● **STATED GOAL**
In the rows below, list every line that contains the string "water", paying attention to case.

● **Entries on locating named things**
"""

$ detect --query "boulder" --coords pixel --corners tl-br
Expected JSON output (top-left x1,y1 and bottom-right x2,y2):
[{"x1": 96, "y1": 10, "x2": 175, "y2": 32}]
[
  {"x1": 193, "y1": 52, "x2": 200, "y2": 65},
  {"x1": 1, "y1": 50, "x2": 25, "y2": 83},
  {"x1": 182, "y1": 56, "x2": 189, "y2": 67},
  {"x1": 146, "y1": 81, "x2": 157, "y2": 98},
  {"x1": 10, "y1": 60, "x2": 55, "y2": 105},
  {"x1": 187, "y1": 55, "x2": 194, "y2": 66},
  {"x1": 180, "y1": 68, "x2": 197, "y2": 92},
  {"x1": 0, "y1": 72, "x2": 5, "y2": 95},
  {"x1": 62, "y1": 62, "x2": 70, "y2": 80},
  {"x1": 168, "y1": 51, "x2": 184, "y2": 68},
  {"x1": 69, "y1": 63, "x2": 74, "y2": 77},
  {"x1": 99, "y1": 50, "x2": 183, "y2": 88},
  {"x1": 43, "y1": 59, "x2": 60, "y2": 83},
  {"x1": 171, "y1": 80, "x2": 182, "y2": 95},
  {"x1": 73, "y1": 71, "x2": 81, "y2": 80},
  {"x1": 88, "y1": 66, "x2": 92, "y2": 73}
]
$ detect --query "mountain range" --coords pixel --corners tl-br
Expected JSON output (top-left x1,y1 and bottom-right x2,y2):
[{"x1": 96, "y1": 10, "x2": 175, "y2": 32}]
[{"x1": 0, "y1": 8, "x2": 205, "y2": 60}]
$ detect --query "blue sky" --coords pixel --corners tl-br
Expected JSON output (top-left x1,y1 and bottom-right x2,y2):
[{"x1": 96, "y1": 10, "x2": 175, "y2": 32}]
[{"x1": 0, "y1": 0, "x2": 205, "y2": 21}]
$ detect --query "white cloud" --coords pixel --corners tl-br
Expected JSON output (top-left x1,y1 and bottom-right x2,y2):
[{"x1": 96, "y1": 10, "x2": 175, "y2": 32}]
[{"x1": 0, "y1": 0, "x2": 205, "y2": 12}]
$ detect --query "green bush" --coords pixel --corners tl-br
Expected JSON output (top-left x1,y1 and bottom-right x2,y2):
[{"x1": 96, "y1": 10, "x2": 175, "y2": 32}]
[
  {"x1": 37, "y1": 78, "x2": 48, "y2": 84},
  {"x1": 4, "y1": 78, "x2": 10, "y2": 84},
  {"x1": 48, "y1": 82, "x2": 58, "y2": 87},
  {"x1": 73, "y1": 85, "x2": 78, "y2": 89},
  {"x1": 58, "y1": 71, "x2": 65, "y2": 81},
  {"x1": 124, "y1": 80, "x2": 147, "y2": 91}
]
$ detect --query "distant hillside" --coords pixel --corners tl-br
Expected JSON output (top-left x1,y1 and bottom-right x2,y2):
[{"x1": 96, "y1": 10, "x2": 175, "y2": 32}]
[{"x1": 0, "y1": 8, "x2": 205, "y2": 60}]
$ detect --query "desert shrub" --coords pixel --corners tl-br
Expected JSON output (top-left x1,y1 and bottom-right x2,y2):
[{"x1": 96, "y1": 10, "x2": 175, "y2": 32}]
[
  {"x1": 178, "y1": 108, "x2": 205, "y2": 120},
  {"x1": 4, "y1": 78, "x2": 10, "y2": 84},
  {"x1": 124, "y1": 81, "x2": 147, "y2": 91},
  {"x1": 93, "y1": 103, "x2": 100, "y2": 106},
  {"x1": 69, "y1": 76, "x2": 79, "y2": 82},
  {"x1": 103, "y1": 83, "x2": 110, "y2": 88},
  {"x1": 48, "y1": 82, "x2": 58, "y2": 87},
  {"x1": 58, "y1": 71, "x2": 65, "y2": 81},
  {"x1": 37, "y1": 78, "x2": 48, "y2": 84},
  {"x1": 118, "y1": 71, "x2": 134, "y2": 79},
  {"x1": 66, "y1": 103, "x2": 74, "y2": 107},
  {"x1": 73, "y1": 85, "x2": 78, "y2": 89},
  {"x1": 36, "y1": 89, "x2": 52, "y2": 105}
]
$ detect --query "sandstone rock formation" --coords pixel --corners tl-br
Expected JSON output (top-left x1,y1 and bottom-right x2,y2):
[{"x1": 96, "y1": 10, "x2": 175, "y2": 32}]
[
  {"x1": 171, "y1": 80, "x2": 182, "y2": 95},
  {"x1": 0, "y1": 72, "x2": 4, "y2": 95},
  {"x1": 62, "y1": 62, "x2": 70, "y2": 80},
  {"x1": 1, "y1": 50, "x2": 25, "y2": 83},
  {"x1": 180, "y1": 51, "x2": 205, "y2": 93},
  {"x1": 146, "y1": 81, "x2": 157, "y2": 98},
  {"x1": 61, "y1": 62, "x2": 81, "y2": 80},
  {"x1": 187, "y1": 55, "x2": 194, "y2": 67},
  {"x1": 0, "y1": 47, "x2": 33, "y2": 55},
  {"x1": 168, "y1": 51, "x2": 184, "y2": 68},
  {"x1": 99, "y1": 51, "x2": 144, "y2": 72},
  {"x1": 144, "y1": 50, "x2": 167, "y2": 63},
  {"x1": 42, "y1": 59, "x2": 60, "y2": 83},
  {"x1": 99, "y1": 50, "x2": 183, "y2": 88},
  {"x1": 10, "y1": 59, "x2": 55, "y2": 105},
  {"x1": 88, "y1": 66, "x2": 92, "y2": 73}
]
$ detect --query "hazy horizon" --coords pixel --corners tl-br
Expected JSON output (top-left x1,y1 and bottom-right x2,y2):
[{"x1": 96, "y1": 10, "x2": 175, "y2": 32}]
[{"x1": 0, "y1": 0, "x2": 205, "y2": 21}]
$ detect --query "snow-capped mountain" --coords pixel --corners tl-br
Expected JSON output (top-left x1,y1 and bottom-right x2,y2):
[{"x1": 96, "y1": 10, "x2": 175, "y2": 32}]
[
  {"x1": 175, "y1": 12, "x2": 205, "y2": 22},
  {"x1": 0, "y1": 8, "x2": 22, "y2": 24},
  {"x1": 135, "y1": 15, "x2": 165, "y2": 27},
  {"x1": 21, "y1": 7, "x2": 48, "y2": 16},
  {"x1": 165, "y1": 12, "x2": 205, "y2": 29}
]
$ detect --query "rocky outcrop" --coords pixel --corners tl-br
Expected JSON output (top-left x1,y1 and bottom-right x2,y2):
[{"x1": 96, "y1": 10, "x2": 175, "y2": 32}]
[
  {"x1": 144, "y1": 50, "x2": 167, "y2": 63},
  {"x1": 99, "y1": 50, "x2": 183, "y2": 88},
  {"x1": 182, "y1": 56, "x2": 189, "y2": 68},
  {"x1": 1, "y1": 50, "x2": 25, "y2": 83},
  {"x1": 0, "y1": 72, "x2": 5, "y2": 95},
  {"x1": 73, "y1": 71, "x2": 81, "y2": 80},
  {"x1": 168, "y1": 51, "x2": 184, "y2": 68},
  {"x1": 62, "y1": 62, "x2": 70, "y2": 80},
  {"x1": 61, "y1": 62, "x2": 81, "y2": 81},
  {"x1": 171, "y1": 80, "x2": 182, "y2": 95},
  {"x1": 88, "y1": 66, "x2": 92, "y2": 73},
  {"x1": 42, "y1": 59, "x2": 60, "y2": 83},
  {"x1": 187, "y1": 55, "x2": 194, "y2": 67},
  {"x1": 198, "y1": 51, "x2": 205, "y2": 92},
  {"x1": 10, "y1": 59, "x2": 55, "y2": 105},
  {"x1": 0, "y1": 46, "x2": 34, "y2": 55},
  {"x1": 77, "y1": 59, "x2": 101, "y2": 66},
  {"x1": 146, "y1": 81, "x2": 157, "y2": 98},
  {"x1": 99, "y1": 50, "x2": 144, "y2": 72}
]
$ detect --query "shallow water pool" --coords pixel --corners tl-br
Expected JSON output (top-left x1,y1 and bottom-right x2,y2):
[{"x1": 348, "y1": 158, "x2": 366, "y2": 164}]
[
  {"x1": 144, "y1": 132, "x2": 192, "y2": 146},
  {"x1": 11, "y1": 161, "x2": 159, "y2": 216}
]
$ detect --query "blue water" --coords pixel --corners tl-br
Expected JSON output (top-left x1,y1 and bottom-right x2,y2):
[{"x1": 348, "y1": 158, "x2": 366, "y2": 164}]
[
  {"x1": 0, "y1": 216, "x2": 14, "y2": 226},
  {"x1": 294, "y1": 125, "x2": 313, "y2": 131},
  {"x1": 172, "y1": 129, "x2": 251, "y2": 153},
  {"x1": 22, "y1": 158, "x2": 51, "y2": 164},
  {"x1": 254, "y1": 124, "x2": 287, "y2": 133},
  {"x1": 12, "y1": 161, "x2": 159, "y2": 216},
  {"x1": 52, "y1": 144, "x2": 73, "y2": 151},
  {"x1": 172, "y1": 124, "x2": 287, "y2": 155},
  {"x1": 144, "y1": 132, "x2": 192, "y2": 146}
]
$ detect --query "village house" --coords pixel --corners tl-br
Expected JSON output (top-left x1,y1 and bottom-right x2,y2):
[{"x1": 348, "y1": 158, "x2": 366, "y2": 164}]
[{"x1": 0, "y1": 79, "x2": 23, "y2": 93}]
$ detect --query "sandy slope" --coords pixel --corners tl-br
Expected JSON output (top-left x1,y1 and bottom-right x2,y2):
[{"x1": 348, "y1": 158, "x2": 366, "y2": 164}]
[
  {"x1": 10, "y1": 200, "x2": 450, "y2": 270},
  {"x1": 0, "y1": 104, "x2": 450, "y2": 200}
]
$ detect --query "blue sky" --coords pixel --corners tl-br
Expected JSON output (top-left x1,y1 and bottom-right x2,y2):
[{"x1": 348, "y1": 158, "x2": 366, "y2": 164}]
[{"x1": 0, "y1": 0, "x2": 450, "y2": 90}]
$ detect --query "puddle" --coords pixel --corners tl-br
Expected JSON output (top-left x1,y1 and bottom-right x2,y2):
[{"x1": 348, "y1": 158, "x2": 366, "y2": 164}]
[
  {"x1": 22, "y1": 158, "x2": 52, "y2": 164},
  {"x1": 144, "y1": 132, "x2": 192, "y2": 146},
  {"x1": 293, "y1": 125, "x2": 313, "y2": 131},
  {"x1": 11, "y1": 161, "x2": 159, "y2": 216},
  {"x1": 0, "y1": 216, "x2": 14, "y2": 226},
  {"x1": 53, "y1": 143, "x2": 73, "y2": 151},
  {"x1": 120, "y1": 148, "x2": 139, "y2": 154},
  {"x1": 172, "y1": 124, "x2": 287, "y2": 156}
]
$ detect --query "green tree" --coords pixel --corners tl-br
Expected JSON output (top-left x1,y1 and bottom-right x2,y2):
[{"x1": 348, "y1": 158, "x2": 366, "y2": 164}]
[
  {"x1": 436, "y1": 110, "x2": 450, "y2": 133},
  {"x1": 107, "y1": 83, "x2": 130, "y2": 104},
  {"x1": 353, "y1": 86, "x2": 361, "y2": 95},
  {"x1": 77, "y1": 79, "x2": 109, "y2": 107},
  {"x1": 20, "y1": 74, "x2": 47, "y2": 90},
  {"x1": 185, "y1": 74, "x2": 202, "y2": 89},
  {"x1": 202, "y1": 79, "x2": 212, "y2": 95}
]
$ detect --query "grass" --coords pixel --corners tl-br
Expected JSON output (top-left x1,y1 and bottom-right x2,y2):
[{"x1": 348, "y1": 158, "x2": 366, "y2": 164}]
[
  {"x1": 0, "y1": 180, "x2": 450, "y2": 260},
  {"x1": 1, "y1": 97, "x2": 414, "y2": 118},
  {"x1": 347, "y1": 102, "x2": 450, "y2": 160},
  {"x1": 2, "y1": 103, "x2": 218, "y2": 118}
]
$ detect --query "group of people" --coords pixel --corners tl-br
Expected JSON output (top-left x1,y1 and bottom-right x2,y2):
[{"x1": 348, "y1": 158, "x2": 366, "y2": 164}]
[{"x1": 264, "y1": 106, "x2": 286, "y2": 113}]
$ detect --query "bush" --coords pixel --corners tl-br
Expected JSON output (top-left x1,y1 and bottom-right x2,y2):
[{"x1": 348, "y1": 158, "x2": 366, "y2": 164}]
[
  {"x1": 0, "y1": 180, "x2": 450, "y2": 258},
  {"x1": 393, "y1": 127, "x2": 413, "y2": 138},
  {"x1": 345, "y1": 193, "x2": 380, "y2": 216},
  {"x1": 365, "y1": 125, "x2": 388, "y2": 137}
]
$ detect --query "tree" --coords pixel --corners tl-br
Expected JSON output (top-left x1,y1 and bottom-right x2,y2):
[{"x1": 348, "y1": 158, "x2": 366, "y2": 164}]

"""

● **FINAL RESULT**
$ detect --query "shallow water pool" --coords pixel --corners tl-br
$ detect --query "blue water" --coords pixel --corners tl-br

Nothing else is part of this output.